** Opening Dataset block **

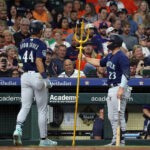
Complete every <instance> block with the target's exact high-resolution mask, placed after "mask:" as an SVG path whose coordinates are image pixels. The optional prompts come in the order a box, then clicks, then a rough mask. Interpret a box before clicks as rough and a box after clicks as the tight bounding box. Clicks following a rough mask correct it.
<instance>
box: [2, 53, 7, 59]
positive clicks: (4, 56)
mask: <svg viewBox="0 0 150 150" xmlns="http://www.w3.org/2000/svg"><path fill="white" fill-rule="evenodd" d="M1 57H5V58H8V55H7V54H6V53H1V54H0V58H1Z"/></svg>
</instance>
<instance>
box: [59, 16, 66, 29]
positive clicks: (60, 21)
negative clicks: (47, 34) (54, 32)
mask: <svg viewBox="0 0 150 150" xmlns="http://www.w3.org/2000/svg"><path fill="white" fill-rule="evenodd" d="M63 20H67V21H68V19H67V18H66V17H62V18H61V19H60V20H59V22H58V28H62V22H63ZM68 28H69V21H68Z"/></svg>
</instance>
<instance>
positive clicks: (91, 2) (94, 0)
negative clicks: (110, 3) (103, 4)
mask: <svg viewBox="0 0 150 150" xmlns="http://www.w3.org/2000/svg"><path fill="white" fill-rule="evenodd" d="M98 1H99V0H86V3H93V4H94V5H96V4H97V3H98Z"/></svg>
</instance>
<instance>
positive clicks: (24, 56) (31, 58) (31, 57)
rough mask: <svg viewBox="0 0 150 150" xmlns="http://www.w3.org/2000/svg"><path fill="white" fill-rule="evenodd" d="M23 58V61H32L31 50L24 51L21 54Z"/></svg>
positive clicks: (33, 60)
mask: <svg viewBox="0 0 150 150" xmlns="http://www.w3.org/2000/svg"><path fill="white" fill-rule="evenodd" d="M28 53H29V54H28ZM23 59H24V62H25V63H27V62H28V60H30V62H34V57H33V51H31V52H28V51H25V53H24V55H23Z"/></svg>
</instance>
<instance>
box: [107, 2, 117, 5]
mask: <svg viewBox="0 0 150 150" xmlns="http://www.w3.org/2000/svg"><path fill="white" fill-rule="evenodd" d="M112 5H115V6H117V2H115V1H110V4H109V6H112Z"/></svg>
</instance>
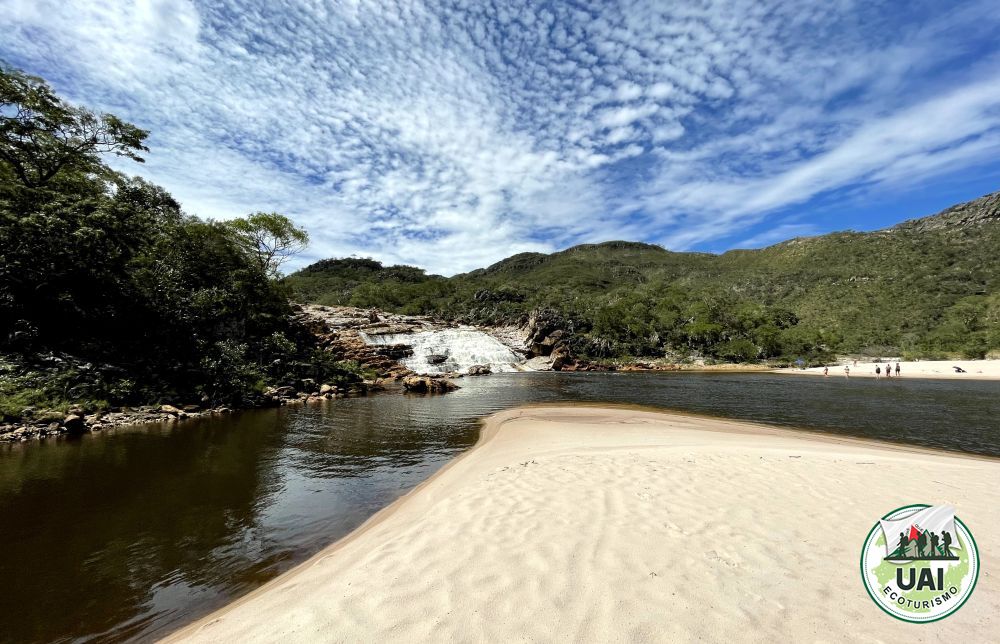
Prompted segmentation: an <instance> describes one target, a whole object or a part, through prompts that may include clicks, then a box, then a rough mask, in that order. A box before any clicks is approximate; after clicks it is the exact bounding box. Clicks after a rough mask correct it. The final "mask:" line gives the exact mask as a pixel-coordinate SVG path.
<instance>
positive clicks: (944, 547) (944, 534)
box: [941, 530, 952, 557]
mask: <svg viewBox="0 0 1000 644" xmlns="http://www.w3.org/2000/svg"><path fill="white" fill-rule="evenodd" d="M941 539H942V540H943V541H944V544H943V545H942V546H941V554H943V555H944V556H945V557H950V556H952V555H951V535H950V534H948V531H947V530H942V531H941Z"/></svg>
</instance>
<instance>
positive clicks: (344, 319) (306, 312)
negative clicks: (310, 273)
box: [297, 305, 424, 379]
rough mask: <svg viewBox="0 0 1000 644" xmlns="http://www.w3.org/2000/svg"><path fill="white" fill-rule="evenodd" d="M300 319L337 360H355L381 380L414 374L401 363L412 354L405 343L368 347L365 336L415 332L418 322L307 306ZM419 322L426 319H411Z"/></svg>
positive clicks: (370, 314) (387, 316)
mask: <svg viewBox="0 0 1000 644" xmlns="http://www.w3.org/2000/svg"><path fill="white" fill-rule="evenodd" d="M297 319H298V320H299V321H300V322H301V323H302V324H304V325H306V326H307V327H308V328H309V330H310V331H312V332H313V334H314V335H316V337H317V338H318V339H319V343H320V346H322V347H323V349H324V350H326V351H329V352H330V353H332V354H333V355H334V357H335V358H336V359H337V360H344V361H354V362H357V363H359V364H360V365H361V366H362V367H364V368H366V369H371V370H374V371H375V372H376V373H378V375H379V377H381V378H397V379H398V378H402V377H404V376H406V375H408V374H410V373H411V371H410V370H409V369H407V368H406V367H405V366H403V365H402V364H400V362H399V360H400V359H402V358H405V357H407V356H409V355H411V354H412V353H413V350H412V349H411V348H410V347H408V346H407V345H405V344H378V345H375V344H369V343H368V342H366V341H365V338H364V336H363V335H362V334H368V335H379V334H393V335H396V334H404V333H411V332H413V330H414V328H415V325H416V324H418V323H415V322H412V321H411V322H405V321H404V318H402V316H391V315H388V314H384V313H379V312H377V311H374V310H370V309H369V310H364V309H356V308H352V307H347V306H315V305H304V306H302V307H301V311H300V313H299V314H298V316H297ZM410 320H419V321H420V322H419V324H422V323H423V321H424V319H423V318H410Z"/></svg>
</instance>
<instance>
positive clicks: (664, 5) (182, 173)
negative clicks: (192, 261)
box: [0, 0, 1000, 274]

** Closing Dataset block **
** Opening Dataset block **

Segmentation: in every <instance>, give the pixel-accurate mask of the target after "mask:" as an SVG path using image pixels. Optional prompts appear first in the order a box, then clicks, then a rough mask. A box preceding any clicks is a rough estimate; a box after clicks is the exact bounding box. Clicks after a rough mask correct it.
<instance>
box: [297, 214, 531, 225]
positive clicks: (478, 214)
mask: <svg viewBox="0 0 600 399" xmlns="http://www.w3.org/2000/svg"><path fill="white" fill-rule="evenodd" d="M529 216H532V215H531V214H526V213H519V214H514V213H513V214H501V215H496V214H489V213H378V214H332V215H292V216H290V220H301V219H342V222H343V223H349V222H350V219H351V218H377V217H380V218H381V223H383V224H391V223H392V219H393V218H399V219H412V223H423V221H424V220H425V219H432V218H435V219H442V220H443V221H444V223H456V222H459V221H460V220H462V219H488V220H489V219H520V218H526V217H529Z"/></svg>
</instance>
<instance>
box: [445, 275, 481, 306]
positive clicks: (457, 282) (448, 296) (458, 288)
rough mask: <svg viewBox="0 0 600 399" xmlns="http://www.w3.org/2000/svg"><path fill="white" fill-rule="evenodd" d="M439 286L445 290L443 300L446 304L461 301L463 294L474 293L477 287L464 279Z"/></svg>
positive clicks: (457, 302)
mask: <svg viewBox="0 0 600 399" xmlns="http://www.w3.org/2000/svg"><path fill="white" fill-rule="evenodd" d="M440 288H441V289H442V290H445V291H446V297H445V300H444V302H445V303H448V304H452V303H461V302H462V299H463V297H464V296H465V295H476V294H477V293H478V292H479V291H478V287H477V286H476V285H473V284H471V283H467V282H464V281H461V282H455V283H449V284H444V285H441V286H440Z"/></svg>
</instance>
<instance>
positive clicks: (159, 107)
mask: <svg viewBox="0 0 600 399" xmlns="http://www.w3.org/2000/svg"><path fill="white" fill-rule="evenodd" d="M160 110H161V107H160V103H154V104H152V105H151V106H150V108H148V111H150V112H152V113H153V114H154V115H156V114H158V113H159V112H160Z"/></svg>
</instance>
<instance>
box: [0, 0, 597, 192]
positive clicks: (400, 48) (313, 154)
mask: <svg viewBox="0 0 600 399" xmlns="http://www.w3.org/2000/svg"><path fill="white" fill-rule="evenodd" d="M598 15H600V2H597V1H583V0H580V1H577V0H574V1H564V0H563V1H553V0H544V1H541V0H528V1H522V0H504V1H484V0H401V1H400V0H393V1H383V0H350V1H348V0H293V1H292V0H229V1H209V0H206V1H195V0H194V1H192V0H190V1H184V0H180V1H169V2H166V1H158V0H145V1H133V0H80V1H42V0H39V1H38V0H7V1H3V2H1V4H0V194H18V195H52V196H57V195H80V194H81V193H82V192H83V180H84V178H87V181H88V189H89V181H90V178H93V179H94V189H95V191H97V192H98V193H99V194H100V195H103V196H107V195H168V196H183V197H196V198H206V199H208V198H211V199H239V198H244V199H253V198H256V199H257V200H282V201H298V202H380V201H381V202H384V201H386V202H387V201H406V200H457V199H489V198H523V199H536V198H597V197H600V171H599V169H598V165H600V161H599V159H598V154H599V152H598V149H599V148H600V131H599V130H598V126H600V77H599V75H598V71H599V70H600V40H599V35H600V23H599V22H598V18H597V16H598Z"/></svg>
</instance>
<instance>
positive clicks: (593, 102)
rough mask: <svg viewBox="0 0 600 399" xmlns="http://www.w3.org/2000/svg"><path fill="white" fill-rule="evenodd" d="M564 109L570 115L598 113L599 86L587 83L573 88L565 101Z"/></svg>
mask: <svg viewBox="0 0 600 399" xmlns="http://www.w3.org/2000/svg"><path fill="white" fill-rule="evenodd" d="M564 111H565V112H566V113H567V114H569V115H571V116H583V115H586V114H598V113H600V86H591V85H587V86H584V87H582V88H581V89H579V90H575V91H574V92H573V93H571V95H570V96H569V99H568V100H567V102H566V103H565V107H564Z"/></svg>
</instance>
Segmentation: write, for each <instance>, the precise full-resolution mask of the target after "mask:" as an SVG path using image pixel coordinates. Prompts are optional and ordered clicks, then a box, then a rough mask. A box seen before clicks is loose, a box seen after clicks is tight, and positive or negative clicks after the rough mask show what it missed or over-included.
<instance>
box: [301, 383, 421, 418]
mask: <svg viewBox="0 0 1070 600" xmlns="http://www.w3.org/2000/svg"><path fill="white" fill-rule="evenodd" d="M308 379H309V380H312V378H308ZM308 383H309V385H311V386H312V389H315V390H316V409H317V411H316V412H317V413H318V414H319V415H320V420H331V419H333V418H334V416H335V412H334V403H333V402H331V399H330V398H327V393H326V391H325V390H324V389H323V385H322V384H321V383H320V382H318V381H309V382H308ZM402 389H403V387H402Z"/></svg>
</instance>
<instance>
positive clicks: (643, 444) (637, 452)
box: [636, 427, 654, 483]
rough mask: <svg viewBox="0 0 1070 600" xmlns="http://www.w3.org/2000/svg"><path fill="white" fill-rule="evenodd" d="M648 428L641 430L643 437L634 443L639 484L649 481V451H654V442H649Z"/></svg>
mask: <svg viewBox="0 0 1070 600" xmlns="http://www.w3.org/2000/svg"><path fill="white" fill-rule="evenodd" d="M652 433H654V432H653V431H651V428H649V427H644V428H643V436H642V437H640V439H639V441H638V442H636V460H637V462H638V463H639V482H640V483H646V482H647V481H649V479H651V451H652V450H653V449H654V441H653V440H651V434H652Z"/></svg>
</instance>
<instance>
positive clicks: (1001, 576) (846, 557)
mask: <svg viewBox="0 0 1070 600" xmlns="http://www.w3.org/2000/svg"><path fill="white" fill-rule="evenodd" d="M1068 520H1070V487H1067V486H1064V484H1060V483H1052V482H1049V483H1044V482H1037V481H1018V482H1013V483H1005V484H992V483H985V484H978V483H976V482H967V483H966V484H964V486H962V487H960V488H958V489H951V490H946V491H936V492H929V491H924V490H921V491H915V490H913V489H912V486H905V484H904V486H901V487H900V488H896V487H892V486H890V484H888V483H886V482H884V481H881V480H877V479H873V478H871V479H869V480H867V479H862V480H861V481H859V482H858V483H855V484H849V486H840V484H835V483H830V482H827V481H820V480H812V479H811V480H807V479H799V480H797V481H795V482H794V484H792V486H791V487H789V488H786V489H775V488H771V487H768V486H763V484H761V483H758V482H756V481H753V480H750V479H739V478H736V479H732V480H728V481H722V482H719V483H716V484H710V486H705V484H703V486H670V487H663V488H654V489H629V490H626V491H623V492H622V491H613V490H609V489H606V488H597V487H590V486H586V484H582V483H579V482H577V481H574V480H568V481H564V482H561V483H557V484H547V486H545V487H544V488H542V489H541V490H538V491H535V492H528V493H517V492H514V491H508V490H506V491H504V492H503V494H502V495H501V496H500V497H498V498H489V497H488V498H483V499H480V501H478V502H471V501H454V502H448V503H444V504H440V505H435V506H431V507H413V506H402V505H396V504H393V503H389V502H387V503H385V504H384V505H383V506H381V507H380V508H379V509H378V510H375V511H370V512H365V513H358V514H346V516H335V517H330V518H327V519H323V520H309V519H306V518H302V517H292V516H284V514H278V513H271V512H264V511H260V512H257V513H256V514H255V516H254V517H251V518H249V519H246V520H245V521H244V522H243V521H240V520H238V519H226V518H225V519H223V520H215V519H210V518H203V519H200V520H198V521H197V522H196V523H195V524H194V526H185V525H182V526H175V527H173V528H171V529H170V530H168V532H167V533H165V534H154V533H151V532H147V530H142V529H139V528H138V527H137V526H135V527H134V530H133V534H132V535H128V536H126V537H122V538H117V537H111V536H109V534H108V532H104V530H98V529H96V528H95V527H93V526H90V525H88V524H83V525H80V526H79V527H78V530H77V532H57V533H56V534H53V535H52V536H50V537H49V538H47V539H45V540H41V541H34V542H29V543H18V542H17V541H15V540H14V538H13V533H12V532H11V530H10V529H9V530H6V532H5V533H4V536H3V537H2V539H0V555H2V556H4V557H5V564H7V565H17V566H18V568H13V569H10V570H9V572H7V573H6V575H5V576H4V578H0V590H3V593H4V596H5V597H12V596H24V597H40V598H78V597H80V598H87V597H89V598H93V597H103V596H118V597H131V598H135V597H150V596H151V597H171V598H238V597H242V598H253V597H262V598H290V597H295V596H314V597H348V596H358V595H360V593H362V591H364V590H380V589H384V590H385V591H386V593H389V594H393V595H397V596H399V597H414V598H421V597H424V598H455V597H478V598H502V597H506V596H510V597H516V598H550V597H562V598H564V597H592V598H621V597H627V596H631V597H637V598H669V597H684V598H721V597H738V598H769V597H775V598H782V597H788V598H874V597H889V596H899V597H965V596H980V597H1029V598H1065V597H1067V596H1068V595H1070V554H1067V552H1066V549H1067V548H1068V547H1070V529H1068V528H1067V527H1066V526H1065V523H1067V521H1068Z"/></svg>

** Closing Dataset block **
** Opening Dataset block **

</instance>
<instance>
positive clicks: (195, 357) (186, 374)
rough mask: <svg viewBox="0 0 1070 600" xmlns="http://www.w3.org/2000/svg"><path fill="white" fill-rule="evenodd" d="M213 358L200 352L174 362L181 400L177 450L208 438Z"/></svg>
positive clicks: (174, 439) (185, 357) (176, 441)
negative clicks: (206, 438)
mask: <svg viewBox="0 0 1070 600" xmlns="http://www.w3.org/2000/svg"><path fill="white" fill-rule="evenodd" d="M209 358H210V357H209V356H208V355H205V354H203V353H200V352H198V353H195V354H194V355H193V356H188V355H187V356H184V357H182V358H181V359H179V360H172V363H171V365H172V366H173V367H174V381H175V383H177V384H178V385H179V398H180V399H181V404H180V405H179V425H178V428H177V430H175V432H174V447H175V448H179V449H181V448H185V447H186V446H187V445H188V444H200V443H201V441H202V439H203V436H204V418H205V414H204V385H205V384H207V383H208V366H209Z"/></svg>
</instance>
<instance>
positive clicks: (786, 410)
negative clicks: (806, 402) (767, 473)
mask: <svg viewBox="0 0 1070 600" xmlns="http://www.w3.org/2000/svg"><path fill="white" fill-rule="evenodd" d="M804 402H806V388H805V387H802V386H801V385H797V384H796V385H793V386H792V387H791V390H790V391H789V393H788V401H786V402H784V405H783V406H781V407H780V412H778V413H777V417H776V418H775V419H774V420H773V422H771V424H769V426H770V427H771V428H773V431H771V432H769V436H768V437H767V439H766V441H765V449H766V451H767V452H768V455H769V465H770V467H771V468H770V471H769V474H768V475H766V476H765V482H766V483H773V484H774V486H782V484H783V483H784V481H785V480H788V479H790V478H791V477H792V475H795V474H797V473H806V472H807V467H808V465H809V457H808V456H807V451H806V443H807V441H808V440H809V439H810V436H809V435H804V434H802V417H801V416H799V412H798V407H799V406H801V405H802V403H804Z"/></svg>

** Closing Dataset block **

Can you express as a numbered list the lines starting with the line that contains "Complete every <instance>" and going on through the line that contains "positive clicks: (4, 56)", leaving out blank lines?

1. Complete every <instance> block with the target's exact high-resolution mask, placed after "mask:" as an SVG path whose coordinates are image pixels. The optional prompts come in the order a box, then clicks, then a rough mask. Interpret a box before clicks as rough and a box after clicks as the tight bounding box. Clicks following a rough mask correct it.
2. <instance>
3. box: [2, 53, 7, 59]
4. positive clicks: (4, 56)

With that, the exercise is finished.